Extend the chapter introduction on Marx's relationship with Hegel, picking up after its final sentence.

Passage provided —
++++++++++++++++++++

1 • Marx’s Relationship with Hegel

Introduction

This chapter will look at the ways Marx’s relationship with Hegel has been characterized, starting with Marx’s own assessment. We shall also learn how antagonism toward Hegel has affected the presentation of Marx’s connection with him.
First, I survey Marx’s own version of his relationship with Hegel, and then examine the distrust and hostility of many writers, including contemporary Marxists, toward Hegel. Two of the most influential accounts of the Hegel–Marx relationship – those provided by Georg Lukács and Friedrich Engels – are discussed. We shall discover that the presumed disparity between Hegel’s writings as a young man and his mature work has created difficulties for commentators. The young Hegel is seen virtually as a proto-Marx; while the mature philosopher is viewed as a betrayer of the principles of his youth and a supporter of the Restoration. By contrast, Marx’s lifelong partner, Friedrich Engels, did not regard Hegel as a toady of the Prussian state. Although its argument has been widely disputed, Engels’s Ludwig Feuerbach and the End of Classical German Philosophy remains a classic statement on the Marx–Hegel problem. His piece offers a valuable viewpoint on some substantive areas in Hegelian theory.
The second half of this chapter applies Hegel’s dialectic of history, as interpreted by Engels, to the fall of communism in Eastern Europe and the former Soviet Union. I use the beginning of the nuclear era with the bombing of Japan to illustrate Engels’s (flawed) rendering of Hegel’s concept of truth. My key argument throughout this chapter is that the differences between Hegel and Marx have been exaggerated – not least by Marx and Engels. I hope to show that a reconstruction of the relationship between Hegel and Marx can shed light on the world-shaking events after the fall of the Berlin Wall in 1989.

++++++++++++++++++++

Dataset records —
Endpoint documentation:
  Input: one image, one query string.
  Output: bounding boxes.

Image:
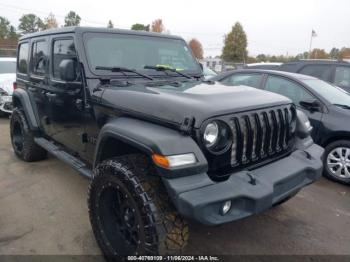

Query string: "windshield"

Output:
[203,67,217,76]
[302,79,350,106]
[84,33,200,74]
[0,61,16,74]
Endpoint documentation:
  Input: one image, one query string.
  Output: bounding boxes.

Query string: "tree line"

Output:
[0,11,350,63]
[0,11,169,39]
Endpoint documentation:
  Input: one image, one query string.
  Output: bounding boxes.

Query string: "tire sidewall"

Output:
[88,161,157,260]
[323,140,350,185]
[10,109,28,159]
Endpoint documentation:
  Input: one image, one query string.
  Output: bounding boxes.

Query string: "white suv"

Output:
[0,57,16,114]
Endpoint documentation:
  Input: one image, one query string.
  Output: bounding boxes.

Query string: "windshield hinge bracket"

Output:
[180,116,195,134]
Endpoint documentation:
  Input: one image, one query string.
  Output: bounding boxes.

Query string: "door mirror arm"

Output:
[299,100,322,112]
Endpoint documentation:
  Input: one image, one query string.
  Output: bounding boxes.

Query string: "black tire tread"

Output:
[323,140,350,185]
[88,154,189,255]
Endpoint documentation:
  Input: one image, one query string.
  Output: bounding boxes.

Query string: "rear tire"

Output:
[323,140,350,185]
[10,108,47,162]
[88,154,188,260]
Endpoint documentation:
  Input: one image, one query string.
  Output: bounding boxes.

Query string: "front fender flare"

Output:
[94,117,208,177]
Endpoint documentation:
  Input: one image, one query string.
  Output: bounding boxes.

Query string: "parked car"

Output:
[203,66,218,80]
[0,57,16,115]
[10,27,323,258]
[278,59,350,92]
[213,70,350,184]
[244,62,282,70]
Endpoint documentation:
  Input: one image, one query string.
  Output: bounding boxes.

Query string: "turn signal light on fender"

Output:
[152,153,197,168]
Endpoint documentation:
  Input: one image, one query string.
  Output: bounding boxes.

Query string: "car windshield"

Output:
[303,79,350,106]
[84,33,201,74]
[0,61,16,74]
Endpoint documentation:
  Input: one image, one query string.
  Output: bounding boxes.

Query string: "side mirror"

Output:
[58,59,76,82]
[299,100,321,112]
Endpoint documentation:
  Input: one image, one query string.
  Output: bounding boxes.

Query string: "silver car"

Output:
[0,57,16,115]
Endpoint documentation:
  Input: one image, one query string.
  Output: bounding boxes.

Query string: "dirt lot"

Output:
[0,118,350,255]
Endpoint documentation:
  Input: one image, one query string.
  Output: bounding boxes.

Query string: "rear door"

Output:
[27,36,52,135]
[264,75,323,140]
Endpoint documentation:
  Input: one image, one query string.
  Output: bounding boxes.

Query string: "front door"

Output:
[45,36,85,156]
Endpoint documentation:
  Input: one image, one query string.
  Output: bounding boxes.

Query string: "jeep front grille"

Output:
[208,105,296,179]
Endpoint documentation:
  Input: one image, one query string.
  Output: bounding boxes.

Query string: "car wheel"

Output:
[88,155,188,260]
[323,140,350,184]
[10,108,47,162]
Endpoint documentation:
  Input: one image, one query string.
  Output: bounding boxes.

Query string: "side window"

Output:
[334,66,350,87]
[52,39,80,80]
[222,74,262,88]
[299,65,332,81]
[31,41,48,76]
[265,76,315,106]
[17,43,29,74]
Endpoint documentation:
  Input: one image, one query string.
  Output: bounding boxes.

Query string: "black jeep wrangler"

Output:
[11,27,323,258]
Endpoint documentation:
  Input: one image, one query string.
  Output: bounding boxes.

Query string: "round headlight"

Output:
[203,122,219,147]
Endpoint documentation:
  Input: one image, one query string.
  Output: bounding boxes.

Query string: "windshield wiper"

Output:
[333,104,350,109]
[144,65,193,79]
[95,66,154,80]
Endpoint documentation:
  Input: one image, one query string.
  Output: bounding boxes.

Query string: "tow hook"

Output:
[303,150,312,160]
[246,171,256,186]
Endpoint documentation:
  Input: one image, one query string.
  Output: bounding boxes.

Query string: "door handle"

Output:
[45,92,57,98]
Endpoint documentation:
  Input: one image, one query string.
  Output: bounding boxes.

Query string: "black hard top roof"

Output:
[282,59,350,66]
[20,26,182,40]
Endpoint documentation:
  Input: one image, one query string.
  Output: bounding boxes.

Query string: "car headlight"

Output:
[203,121,232,154]
[203,122,219,148]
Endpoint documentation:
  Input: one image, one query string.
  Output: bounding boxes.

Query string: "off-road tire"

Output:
[88,154,189,260]
[323,140,350,185]
[10,108,47,162]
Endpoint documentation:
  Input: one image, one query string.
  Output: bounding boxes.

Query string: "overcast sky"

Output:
[0,0,350,56]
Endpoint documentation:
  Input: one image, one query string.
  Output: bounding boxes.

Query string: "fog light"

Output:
[221,200,231,215]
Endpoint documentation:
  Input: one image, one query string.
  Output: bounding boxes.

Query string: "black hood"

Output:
[101,82,291,128]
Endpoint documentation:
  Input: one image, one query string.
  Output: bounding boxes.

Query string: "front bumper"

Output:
[163,144,324,225]
[0,96,13,114]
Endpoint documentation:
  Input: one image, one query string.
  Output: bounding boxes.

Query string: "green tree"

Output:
[64,11,81,26]
[310,48,329,59]
[222,22,248,62]
[131,23,150,31]
[256,54,267,62]
[18,14,45,34]
[339,47,350,59]
[188,38,203,59]
[107,20,114,28]
[329,47,340,59]
[44,13,58,29]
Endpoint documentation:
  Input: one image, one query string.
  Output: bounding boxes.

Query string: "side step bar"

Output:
[34,137,92,179]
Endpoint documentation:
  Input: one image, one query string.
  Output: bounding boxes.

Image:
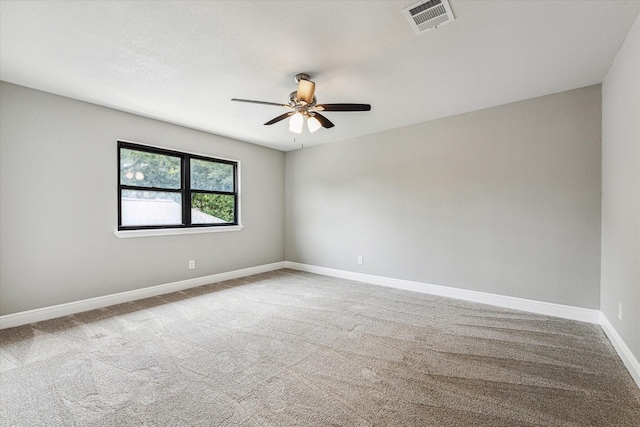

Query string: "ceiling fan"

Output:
[231,73,371,133]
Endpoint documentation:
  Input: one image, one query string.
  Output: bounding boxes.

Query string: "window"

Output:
[118,141,238,230]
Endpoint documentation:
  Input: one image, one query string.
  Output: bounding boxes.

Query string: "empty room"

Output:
[0,0,640,427]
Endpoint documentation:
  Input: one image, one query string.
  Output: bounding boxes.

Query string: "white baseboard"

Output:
[0,262,285,329]
[600,312,640,388]
[284,261,600,324]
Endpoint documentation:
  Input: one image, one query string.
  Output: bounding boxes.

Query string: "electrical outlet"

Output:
[618,302,622,320]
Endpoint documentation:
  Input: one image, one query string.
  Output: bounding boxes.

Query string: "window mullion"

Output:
[182,156,191,227]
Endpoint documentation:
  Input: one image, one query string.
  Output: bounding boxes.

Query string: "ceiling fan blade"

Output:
[315,104,371,111]
[296,80,316,104]
[231,98,291,108]
[313,113,335,129]
[265,111,296,126]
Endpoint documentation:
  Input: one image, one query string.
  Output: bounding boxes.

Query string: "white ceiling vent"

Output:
[402,0,455,34]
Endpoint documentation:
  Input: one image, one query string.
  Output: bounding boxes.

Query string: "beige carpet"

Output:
[0,270,640,427]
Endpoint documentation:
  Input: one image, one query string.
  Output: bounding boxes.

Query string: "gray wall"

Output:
[600,18,640,360]
[285,85,601,309]
[0,82,285,315]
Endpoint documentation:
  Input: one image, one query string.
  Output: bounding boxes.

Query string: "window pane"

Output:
[191,193,235,224]
[120,148,180,189]
[121,190,182,226]
[191,159,233,192]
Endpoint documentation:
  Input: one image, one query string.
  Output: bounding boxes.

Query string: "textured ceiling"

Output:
[0,0,640,151]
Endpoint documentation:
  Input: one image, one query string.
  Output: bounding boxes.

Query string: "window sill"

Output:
[113,225,243,239]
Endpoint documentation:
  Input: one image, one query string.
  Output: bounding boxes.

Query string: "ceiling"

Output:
[0,0,640,151]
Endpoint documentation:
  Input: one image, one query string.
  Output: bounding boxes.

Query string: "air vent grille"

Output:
[402,0,455,34]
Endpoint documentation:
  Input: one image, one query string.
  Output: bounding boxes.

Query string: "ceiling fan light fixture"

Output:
[307,116,322,133]
[289,113,304,133]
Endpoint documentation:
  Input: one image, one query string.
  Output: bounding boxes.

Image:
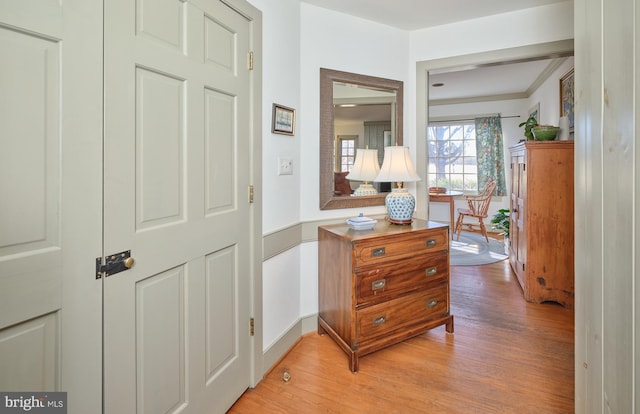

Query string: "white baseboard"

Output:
[263,314,318,374]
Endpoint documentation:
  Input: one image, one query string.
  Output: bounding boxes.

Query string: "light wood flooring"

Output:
[229,261,574,414]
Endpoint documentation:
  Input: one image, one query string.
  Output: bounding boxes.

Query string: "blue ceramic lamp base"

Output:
[384,188,416,225]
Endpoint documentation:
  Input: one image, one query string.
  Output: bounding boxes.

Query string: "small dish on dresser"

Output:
[346,213,378,230]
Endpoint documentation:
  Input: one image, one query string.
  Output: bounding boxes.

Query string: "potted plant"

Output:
[491,208,511,255]
[518,116,538,140]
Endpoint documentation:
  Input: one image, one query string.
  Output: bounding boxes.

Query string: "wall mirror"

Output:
[320,68,403,210]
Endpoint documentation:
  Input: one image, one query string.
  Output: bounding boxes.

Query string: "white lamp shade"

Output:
[347,148,380,181]
[374,147,420,182]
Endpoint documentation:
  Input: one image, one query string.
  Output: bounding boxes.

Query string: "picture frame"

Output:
[528,102,540,122]
[271,103,296,135]
[560,68,575,133]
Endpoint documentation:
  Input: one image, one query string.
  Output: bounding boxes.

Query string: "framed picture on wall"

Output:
[271,104,296,135]
[560,68,574,133]
[529,102,540,122]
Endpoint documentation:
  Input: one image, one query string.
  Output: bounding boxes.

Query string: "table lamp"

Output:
[346,148,380,196]
[374,147,420,224]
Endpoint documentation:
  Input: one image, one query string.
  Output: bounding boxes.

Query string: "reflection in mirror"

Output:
[320,69,403,210]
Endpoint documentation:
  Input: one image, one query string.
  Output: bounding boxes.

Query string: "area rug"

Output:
[449,231,508,266]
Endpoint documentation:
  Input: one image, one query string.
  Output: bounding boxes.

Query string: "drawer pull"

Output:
[371,279,387,290]
[373,315,387,326]
[371,247,385,257]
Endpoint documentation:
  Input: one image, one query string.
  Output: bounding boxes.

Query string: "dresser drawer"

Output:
[356,283,449,343]
[356,251,449,305]
[354,228,449,267]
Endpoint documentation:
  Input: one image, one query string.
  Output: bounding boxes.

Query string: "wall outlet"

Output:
[278,157,293,175]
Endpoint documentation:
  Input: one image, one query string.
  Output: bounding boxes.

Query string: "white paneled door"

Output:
[0,0,102,413]
[104,0,251,414]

++++++++++++++++++++

Result of the exercise —
Unlikely testimony

The problem of Marx’s relationship with Hegel has sparked extensive debate. The difficulty is compounded by the fact that we have the testimony of only one of the persons involved. Marx was just thirteen years old when Hegel died in 1831. In a sense Marx’s entire intellectual life was spent in the shadow cast by Hegel, perhaps the greatest member of the German idealist tradition, one of history’s most challenging philosophical dynasties.
Marx’s unsuccessful struggle to escape the mesmerizing influence of Hegel forms part of the puzzling legacy he left to his followers. During the crucial years following the outbreak of the First World War, V. I. Lenin, the founder of Soviet communism, also fell under Hegel’s spell. While building the communist movement that would capture power in the 1917 October Revolution, Lenin secretly grappled with the nature of the Hegelian heritage to Marxism. As Kevin Anderson points out, ‘Lenin was the first Marxist leader or theorist since Marx to undertake the type of serious Hegel studies exemplified in the work he did on Hegel’s Science of Logic from September to December 1914, studies he expanded in 1915 to include other works of Hegel.’1
Most interpreters have taken at face value Marx’s legendary gloss on his connection with Hegel, which appears in the 1873 Postface to the second edition of volume 1 of Capital. Phrases from this famous three-paragraph assessment, written when Marx was fifty-four years old, appear again and again in every commentary on the Hegel–Marx problem. It is worth looking at these paragraphs in detail, keeping in mind the context within which they were written.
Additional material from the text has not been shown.